#### Trecho para leitura:
>>>

O adicional de insalubridade tem por objetivo compensar o trabalho realizado habitualmente em situação de potencial prejuízo à saúde, mediante pagamento de verba suplementar.  Possui previsão constitucional e fundamento no princípio da dignidade humana (arts. 7º, XXIII[1], e 1º, III[2], da CF).

Os servidores submetidos a ambientes de trabalho insalubres fazem jus ao adicional de insalubridade (arts. 68 a 70 da Lei nº 8.112/90), cujo percentual dependerá do grau de exposição. O servidor público federal que desenvolve suas atividades em UTI’s-Gerais que recebem pacientes com doenças infectocontagiosas pode ter direito ao adicional de insalubridade em grau máximo. Tais profissionais de saúde se expõem, com habitualidade, a condições de trabalho gravemente adversas à saúde, justificando a majoração do adicional de insalubridade quando pago em patamar inferior. 

O adicional é devido enquanto houver riscos de vida ao servidor em atividade, pois “é retribuição paga em decorrência das condições anormais em que o serviço é prestado[3]. Se o servidor deixar de trabalhar em local considerado insalubre, passando para outro em condições que não justifiquem a percepção do adicional, este deixa de ser merecido.  Isso “por serem vantagens econômicas intimimamente relacionadas às condições especiais de trabalho, os adicionais em comento cessam imediatamente com o desaparecimento da respectiva situação fática que gerou o seu pagamento ao servidor”.[4]   

Nos casos de lactação e gestação, a servidora deve ser afastada das condições insalubres (assim como das penosas e perigosas)[5] para proteger a vida e saúde da criança (art. 69 da Lei nº 8.112/90), quando o respectivo adicional não será devido[6].   

As atividades consideradas insalubres constam do rol dos Anexos da Norma Regulamentadora nº 15 (NR 15) da Portaria do Ministério do Trabalho e Emprego nº 3.214/78, também aplicável aos servidores públicos.  Por sua vez, os anexos da Norma Regulamentadora nº 12 (NR 12) da Portaria MTE n.º 485/2005 trazem a probabilidade da exposição ocupacional a agentes biológicos (risco biológico) com as diretrizes para segurança e saúde dos trabalhadores dos serviços de saúde.            Agentes biológicos são os microorganimos (geneticamente modificados ou não), as culturas de células, os parasitas, as toxinas e os príons (item 32.2.1.1 da NR nº 12).

<<<

#### Listagem de dados:
>>>

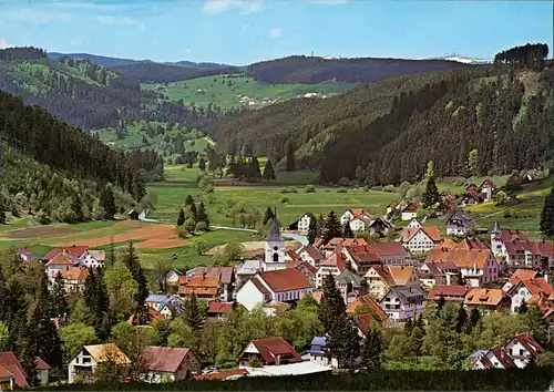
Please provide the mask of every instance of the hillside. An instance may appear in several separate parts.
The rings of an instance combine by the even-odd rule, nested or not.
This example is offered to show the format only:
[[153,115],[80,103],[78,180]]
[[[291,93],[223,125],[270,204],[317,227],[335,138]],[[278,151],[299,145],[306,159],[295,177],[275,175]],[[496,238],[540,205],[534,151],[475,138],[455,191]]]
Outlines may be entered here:
[[197,107],[208,105],[222,109],[248,106],[259,109],[268,104],[290,100],[297,95],[319,93],[332,95],[356,86],[355,83],[318,84],[267,84],[256,82],[247,74],[227,74],[196,78],[161,85],[144,83],[141,89],[155,91],[170,100],[183,100],[185,105]]
[[[183,68],[179,68],[183,69]],[[127,121],[173,121],[203,126],[216,112],[198,113],[182,103],[141,92],[138,81],[86,60],[48,59],[33,48],[0,50],[0,90],[85,130],[120,127]]]
[[228,153],[244,147],[274,161],[291,145],[297,167],[320,172],[322,182],[416,180],[429,159],[437,176],[537,167],[552,152],[554,71],[533,78],[522,71],[523,82],[495,72],[470,68],[400,76],[327,100],[291,100],[227,116],[208,134]]
[[202,76],[237,73],[235,66],[226,68],[189,68],[181,65],[157,64],[152,62],[114,66],[120,74],[137,80],[141,83],[170,83]]
[[376,83],[383,79],[470,65],[445,60],[324,59],[294,55],[248,65],[248,73],[263,83]]

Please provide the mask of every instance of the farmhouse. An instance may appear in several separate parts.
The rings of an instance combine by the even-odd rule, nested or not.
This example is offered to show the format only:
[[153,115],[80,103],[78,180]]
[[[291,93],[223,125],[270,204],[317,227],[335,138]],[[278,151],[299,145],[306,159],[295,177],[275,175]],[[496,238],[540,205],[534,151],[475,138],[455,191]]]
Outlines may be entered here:
[[202,371],[201,361],[188,348],[150,345],[144,352],[146,372],[141,379],[160,383],[163,378],[171,381],[186,380]]
[[120,367],[131,364],[127,355],[114,343],[84,345],[69,362],[69,382],[75,382],[78,378],[93,381],[96,367],[102,362],[113,362]]
[[261,271],[237,291],[237,302],[247,310],[269,301],[296,302],[301,292],[314,290],[306,275],[295,268]]

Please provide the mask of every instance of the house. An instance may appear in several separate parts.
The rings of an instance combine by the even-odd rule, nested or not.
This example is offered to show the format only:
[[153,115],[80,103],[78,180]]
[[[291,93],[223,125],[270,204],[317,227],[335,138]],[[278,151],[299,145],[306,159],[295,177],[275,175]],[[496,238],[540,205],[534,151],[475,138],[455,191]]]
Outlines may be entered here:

<<<

#### Suas tarefas:
a – Reescreva em forma de lista, de modo mais breve, o parágrafo do texto sobre o adicional de insalubridade que começa com "Os servidores submetidos". Mantenha os fatos principais.
b – Prolongue o texto sobre o adicional de insalubridade a partir de onde ele termina, em um ou dois parágrafos.

#### Respostas escritas:
a –
- Os servidores submetidos a ambientes de trabalho insalubres têm direito ao adicional de insalubridade (arts. 68 a 70 da Lei nº 8.112/90).
- O percentual do adicional depende do grau de exposição.
- O servidor público federal que atua em UTIs gerais que recebem pacientes com doenças infectocontagiosas pode ter direito ao adicional em grau máximo.
- Esses profissionais de saúde se expõem habitualmente a condições gravemente adversas à saúde. Isso justifica a majoração do adicional quando ele é pago em patamar inferior.

b –
Por Unidade de Terapia Intensiva (UTI) entende-se a “unidade destinada à internação de pacientes graves, que requerem atenção profissional especializada contínua, materiais específicos e tecnologias necessárias ao diagnóstico, monitorização e terapia”[7]. A UTI-Adulto recebe pacientes a partir dos 14 ou 18 anos, conforme normas do hospital.  

Na unidade hospitalar, pode haver uma UTI exclusiva para pacientes a depender da enfermidade (v.g., as UTI Coronarianas, UTI Neurológica e de Doenças Infectocontagiosas). A UTI Geral (não especializada) volta-se aos demais casos. Contudo, há hospitais federais sem UTI Específica para pacientes portadores de doenças infectocontagiosas, nos quais pacientes internados com doenças infectocontagiosas em estado mais grave são encaminhados para a UTI-Geral, sobretudo na piora do quadro clínico. Ante a ausência de UTI específica para pacientes com doenças infectocontagiosas, os profissionais da UTI-Geral se responsabilizam pelo acompanhamento médico na fase crítica de internação.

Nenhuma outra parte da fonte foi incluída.